Image-backed grounding data
_ _ _ _ _ _ _
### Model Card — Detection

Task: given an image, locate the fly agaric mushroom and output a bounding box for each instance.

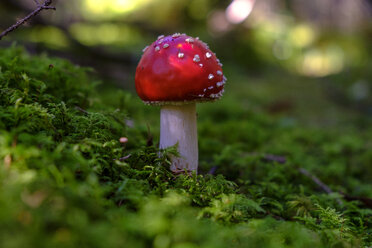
[135,33,226,174]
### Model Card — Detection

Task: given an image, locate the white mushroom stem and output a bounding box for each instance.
[159,103,198,173]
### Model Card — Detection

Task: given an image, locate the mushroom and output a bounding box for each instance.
[135,33,226,174]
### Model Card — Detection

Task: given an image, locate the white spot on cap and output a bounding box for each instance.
[158,38,164,44]
[163,44,169,48]
[172,33,181,38]
[178,52,184,58]
[199,63,203,67]
[142,46,149,52]
[198,94,204,97]
[206,52,212,59]
[208,74,214,80]
[218,62,223,66]
[217,70,222,75]
[157,35,164,40]
[208,86,214,89]
[185,38,194,43]
[155,46,160,51]
[217,76,227,87]
[193,54,200,62]
[213,89,224,98]
[203,88,207,92]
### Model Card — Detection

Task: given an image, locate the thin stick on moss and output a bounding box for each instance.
[0,0,56,40]
[298,168,333,194]
[75,106,89,115]
[298,168,343,206]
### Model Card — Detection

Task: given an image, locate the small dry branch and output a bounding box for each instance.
[298,168,343,206]
[298,168,334,194]
[264,154,369,207]
[0,0,56,40]
[74,106,89,115]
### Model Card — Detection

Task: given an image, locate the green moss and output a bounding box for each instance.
[0,46,371,247]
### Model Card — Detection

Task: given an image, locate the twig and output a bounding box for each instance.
[263,154,287,164]
[74,106,89,115]
[113,154,131,162]
[0,0,56,40]
[299,168,372,209]
[118,154,131,161]
[342,194,372,209]
[298,168,343,206]
[208,166,218,175]
[298,168,333,194]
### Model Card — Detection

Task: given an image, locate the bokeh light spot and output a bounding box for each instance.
[289,24,315,48]
[83,0,148,19]
[300,45,344,77]
[69,23,141,46]
[29,26,69,48]
[226,0,255,24]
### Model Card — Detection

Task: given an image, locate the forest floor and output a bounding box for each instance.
[0,47,371,248]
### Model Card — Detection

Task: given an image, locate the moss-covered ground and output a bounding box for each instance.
[0,47,371,247]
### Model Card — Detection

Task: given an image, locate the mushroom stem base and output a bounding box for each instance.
[160,103,198,173]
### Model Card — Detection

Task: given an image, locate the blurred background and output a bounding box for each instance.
[0,0,371,128]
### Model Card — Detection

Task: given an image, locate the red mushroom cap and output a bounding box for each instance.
[135,33,226,105]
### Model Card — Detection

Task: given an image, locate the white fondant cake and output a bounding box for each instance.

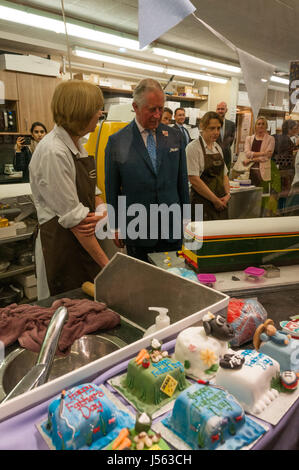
[173,326,229,380]
[215,350,280,414]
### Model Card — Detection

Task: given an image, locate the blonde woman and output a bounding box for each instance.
[29,80,109,299]
[244,116,275,186]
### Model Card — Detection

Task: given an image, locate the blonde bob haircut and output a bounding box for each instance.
[255,116,268,129]
[51,80,104,135]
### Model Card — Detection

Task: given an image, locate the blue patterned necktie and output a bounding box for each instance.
[146,130,157,172]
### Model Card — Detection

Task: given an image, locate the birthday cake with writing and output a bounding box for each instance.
[162,382,266,450]
[215,349,280,414]
[40,383,135,450]
[111,339,189,414]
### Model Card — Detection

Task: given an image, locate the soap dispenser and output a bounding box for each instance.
[143,307,170,337]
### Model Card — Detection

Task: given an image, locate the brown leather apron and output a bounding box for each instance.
[39,154,101,296]
[190,137,228,221]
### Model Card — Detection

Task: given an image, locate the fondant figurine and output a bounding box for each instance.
[254,319,291,350]
[219,353,245,370]
[203,312,235,341]
[280,371,298,391]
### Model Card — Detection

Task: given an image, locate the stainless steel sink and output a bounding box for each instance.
[0,334,127,402]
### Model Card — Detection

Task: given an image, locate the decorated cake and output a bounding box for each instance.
[173,312,234,380]
[215,349,280,414]
[253,319,299,372]
[112,339,189,413]
[107,412,170,450]
[162,382,266,450]
[40,383,134,450]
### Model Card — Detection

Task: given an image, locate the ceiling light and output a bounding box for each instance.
[270,75,289,85]
[73,48,164,73]
[0,4,140,50]
[166,68,228,84]
[153,47,241,74]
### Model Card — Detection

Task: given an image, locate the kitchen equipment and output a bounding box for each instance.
[0,110,17,132]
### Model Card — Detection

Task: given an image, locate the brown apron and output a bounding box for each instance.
[39,154,101,296]
[190,137,228,221]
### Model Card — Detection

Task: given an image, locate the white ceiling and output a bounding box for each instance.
[0,0,297,80]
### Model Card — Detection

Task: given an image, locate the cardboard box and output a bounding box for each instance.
[16,272,37,288]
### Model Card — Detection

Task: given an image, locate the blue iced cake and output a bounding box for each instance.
[41,383,135,450]
[162,382,266,450]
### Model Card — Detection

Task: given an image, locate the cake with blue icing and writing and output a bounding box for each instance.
[114,339,189,413]
[41,383,134,450]
[215,349,280,414]
[162,382,266,450]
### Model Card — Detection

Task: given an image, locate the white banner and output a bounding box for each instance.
[237,48,275,122]
[138,0,195,49]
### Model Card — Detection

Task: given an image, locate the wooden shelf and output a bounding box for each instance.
[100,86,208,103]
[0,132,30,135]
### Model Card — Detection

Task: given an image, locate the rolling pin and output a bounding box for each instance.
[81,281,95,298]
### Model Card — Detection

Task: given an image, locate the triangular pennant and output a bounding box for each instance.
[138,0,195,49]
[289,61,299,114]
[237,48,275,122]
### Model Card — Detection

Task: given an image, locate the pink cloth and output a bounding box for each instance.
[0,298,120,355]
[244,133,275,181]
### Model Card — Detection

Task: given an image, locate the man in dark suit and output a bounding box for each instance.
[173,107,192,148]
[105,78,190,262]
[216,101,236,172]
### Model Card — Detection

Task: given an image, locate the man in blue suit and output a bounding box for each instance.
[105,78,190,262]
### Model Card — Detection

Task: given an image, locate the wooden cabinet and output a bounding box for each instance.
[0,71,18,100]
[16,73,60,133]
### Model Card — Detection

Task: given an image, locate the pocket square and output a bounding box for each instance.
[169,147,179,152]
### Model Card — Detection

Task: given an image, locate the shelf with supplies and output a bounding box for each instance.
[100,86,208,103]
[0,263,35,280]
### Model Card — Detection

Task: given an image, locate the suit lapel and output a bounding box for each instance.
[131,120,156,175]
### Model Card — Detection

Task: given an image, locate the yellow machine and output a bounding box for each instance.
[84,120,128,201]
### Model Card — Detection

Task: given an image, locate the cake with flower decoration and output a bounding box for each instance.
[162,382,266,450]
[173,312,234,380]
[113,339,189,413]
[40,383,135,450]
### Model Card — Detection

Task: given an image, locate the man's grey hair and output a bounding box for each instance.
[133,78,164,107]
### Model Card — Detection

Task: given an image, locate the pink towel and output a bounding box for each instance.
[0,298,120,355]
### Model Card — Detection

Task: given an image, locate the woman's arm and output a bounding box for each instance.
[70,227,109,268]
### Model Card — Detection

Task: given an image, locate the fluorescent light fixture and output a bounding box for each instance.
[166,68,227,84]
[270,75,289,85]
[153,47,241,74]
[73,48,164,73]
[0,4,140,50]
[74,48,228,83]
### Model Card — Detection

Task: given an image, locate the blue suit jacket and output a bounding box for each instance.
[105,120,190,247]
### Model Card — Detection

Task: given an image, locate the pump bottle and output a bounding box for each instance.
[143,307,170,337]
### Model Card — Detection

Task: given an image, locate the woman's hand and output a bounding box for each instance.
[72,213,103,237]
[16,137,25,152]
[220,194,231,206]
[243,158,252,166]
[213,197,227,211]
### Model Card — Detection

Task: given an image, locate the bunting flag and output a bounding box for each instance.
[138,0,195,49]
[192,13,275,121]
[289,61,299,114]
[237,48,275,122]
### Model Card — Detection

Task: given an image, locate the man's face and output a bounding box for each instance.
[133,90,164,130]
[216,103,227,119]
[161,111,172,125]
[175,109,186,125]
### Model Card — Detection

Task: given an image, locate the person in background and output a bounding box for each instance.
[273,119,299,211]
[14,122,47,181]
[29,80,109,300]
[244,116,276,216]
[161,107,173,125]
[173,107,192,148]
[216,101,236,172]
[186,111,230,221]
[105,78,189,263]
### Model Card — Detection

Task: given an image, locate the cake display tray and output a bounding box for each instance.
[152,415,269,451]
[36,385,135,451]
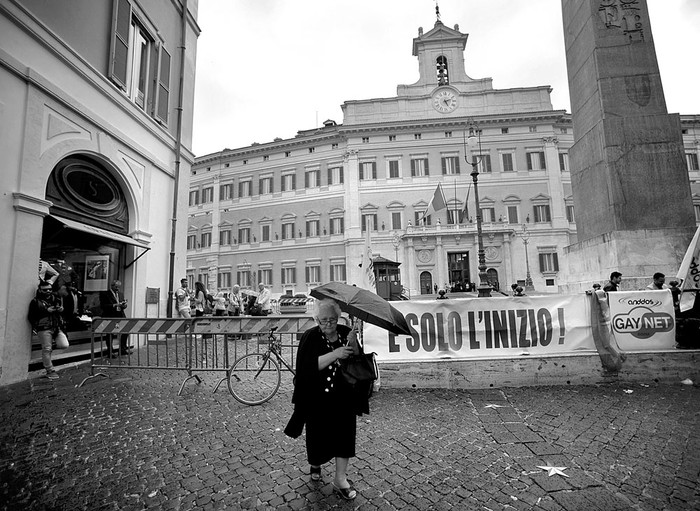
_ _ _ _ _ _ _
## Task objective
Word for word, restate the lines from the line containing "Task: given an image, locate the man's face" through the end of the data, including the first and last of them. Pictures stay out.

## Solution for this exercise
Task: given an image, locate the man's face and output a bounding box for each instance.
[133,90,164,130]
[216,103,227,119]
[161,111,172,125]
[175,109,186,125]
### Model Card — Detection

Task: given an image, locate the person in background and output a bounding box for each instance.
[273,119,299,211]
[14,122,47,181]
[29,80,109,300]
[244,116,276,216]
[161,107,173,125]
[173,107,192,148]
[216,101,236,172]
[186,111,230,221]
[105,78,189,263]
### Model Card — Detection

Task: given an image, locate the cake display tray and output a bounding box for each instance.
[152,415,269,451]
[36,385,135,451]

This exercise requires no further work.